# Job
Copy out all of the data below line for line, keeping every word, number, and symbol unchanged.

☆ ☆ ☆ ☆ ☆ ☆ ☆

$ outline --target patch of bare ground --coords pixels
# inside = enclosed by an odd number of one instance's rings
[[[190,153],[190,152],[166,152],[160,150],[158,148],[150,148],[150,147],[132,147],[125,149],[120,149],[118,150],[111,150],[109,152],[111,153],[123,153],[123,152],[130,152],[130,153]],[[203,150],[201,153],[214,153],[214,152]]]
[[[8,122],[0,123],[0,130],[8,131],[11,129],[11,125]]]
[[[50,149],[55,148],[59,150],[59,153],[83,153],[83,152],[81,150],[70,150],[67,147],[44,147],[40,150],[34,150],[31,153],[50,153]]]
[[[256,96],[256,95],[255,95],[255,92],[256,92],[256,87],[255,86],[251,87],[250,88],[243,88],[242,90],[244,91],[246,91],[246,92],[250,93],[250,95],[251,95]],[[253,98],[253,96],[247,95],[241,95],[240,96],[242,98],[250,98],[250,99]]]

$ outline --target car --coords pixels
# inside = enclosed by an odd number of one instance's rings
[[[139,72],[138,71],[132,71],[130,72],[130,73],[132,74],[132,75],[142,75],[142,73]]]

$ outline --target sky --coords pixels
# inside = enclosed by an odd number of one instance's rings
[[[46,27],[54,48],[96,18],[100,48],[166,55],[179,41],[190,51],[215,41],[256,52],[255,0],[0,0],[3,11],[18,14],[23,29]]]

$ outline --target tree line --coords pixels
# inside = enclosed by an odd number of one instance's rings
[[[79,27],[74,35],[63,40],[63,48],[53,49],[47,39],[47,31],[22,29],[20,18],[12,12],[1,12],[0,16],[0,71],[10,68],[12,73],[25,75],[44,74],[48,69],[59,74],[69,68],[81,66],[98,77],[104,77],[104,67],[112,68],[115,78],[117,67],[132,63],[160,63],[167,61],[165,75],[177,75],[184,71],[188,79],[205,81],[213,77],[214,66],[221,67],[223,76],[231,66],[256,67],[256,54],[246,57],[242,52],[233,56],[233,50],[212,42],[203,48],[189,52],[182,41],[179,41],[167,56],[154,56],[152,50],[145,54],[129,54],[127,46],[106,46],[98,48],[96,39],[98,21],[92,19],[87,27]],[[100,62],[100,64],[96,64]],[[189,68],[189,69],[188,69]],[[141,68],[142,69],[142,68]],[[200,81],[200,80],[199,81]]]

☆ ☆ ☆ ☆ ☆ ☆ ☆

# Exercise response
$ outline --target patch of bare ground --coords pixels
# inside = enclosed by an odd number of one instance's rings
[[[190,153],[190,152],[166,152],[160,150],[158,148],[150,148],[150,147],[132,147],[125,149],[120,149],[118,150],[111,150],[109,152],[111,153],[123,153],[123,152],[130,152],[130,153]],[[203,150],[201,153],[214,153],[214,152]]]
[[[8,122],[0,123],[0,130],[8,131],[11,129],[11,125]]]
[[[50,149],[55,148],[59,150],[59,153],[83,153],[83,152],[81,150],[70,150],[67,147],[44,147],[40,150],[34,150],[31,153],[50,153]]]
[[[256,96],[256,95],[255,95],[255,92],[256,92],[256,87],[255,86],[251,87],[250,88],[243,88],[242,90],[244,91],[246,91],[246,92],[250,93],[250,95],[251,95]],[[253,98],[253,96],[247,95],[241,95],[240,96],[242,98],[250,98],[250,99]]]

$ outline --target car --coords pixels
# inside = enclosed by an odd number of one instance's rings
[[[139,72],[138,71],[132,71],[130,72],[130,73],[132,74],[132,75],[142,75],[142,73]]]

$ outline --target sky --coords pixels
# inside = enclosed by an odd number of one instance's rings
[[[46,27],[54,48],[96,18],[100,48],[166,55],[179,41],[190,51],[215,41],[256,52],[255,0],[0,0],[3,11],[18,14],[23,29]]]

$ outline --target tree line --coords pixels
# inside = enclosed by an odd number of one instance's rings
[[[79,27],[74,35],[63,40],[63,48],[53,49],[47,39],[47,31],[22,29],[20,18],[12,12],[1,12],[0,16],[0,71],[10,68],[12,73],[25,75],[44,74],[48,69],[59,74],[69,68],[81,66],[98,77],[104,77],[104,67],[112,68],[115,78],[117,67],[132,63],[160,63],[167,61],[165,75],[177,75],[184,71],[188,79],[205,81],[213,77],[214,66],[221,67],[223,76],[231,66],[256,67],[256,54],[246,57],[242,52],[233,56],[233,50],[212,42],[203,48],[189,52],[182,41],[179,41],[167,56],[154,56],[152,50],[145,54],[129,54],[127,46],[106,46],[98,48],[96,39],[98,21],[92,19],[87,27]],[[100,62],[100,64],[96,64]],[[189,68],[189,69],[188,69]],[[141,68],[142,69],[142,68]],[[200,81],[200,80],[199,81]]]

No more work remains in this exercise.